__Document extract__:

= = = = =

“The audience sounds quite frightening & what if they ask me clever questions?” So Denise Levertov confided in a letter to Robert Duncan about a reading he had arranged for her in San Francisco. It was December 1957, and Levertov was 34, a recent bohemian emigrant from England living with her American husband, Mitchell Goodman, and their son in a railroad flat on 15th Street in Manhattan. She had published all of two books, one of them not mature work. William Carlos Williams was “a little in awe” of her; she was scared to read her poems in public. When she wrote to Duncan, she was making her way back from Oaxaca, Mexico, where for a few months she had kept at bay the high costs and close confines of New York as well as the stress of living there with her boisterous boy and the envious Goodman, a frustrated writer with whom she was to have a “hellish” time when they returned to Manhattan later in the winter. “There are so many pressures on me,” Levertov told Duncan. “I am only half here.” She would publish nearly twenty more books of poems.

= = = = =

__Stated exercise__:
Answer these questions using the passage about Denise Levertov:
1. In what month and year did Levertov write to Duncan?
2. On which Manhattan street was her railroad flat?
3. What place was she making her way back from when she wrote?
The material after this passage isn't needed.

= = = = =

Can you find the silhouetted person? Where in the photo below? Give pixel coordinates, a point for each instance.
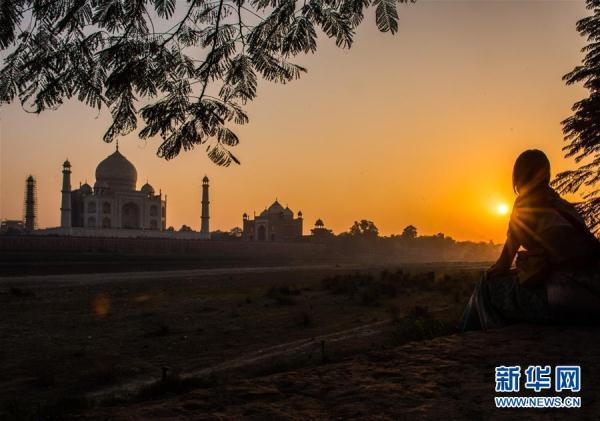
(557, 276)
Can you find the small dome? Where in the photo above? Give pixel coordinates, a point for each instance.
(117, 172)
(85, 188)
(101, 185)
(147, 189)
(276, 208)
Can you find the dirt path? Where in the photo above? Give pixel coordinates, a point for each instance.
(102, 278)
(445, 378)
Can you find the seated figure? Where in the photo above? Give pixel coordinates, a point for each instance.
(557, 274)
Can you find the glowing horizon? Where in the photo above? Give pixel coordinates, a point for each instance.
(420, 128)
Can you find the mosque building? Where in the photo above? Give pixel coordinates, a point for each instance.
(114, 202)
(275, 223)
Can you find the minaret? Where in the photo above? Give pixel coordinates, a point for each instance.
(29, 210)
(204, 230)
(65, 205)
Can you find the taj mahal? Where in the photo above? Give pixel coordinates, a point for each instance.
(114, 201)
(115, 207)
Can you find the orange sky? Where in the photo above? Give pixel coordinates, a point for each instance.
(419, 128)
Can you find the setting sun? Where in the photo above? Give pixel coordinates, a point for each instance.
(502, 209)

= = = = =

__Answer for this exercise__:
1. December 1957
2. 15th Street
3. Oaxaca, Mexico